> WHAT TO PRODUCE
Restate exactly, and only, the lines from the one containing "Objective: a point on each instance of the cottonwood" through the end of the entries, keeping both endpoints.
*** SOURCE MATERIAL ***
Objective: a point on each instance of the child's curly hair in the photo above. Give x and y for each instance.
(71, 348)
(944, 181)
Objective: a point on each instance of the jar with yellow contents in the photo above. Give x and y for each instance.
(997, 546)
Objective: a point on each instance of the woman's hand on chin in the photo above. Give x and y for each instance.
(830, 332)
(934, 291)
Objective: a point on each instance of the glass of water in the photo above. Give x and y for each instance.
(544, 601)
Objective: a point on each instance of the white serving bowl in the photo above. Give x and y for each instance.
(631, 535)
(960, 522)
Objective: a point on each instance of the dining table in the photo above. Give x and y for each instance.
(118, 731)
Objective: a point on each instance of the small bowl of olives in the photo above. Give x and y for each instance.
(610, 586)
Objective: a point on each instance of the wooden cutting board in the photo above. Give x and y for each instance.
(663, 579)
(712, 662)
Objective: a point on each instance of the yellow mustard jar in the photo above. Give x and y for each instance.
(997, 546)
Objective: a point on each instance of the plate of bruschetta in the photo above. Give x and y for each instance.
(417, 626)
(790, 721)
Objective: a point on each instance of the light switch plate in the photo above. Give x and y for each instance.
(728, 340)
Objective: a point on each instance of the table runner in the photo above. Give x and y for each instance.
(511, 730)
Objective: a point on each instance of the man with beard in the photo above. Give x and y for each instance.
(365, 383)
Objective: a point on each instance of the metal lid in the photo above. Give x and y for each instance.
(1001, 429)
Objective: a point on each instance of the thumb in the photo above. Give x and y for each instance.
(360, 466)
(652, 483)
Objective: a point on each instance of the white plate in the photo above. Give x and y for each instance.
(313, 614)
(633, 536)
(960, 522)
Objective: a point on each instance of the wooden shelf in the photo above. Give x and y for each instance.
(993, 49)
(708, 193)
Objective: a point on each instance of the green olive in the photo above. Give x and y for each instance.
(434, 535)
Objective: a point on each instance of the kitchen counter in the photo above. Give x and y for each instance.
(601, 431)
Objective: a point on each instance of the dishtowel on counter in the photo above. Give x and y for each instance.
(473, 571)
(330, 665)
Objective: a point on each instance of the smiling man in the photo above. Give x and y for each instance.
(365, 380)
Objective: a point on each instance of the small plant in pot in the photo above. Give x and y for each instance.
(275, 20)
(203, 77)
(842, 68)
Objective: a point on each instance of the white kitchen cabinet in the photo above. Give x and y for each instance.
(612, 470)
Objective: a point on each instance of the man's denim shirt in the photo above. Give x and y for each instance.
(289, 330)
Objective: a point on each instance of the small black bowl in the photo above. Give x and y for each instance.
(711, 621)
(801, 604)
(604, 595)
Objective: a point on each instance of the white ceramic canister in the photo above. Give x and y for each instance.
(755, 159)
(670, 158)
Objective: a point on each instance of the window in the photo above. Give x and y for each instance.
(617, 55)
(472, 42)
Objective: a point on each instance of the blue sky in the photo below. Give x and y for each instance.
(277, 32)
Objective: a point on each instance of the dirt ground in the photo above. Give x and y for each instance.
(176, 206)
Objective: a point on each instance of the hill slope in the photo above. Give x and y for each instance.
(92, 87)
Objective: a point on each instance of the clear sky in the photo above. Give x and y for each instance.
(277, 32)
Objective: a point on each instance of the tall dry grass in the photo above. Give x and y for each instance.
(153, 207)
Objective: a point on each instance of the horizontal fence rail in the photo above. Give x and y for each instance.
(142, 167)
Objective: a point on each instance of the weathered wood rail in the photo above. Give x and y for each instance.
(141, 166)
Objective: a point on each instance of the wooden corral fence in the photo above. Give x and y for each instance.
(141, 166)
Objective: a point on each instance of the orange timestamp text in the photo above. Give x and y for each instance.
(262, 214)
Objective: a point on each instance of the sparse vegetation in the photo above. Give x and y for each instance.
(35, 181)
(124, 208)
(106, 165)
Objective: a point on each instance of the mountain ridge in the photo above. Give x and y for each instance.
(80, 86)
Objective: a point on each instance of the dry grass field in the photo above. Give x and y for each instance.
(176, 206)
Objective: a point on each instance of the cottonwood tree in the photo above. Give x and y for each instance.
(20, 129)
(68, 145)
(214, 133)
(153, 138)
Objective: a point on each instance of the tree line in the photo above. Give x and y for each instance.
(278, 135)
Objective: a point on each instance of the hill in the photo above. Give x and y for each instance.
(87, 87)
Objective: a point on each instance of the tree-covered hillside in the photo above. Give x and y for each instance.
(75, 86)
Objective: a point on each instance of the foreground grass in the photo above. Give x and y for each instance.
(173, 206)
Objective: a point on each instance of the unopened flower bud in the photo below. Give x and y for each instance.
***
> YOUR RESPONSE
Objective: a point on each instance of the cottonwood tree in the photo above. Give x and y for each instance.
(20, 129)
(68, 145)
(214, 133)
(153, 138)
Objective: a point on each instance of the tree line in the photo above. Give x and y for each instance.
(278, 135)
Objective: a point on each instance of the hill in the photo above. Give x and y for each instance.
(87, 87)
Objective: a point on each instance of the tree-covered hillside in the photo above. Give x and y for each instance.
(75, 86)
Objective: a point on each instance of the foreground grass in the photo above. Give x and y for each instance.
(173, 206)
Objective: a point on each instance of the unopened flower bud in the photo below. Give x and y for each instance.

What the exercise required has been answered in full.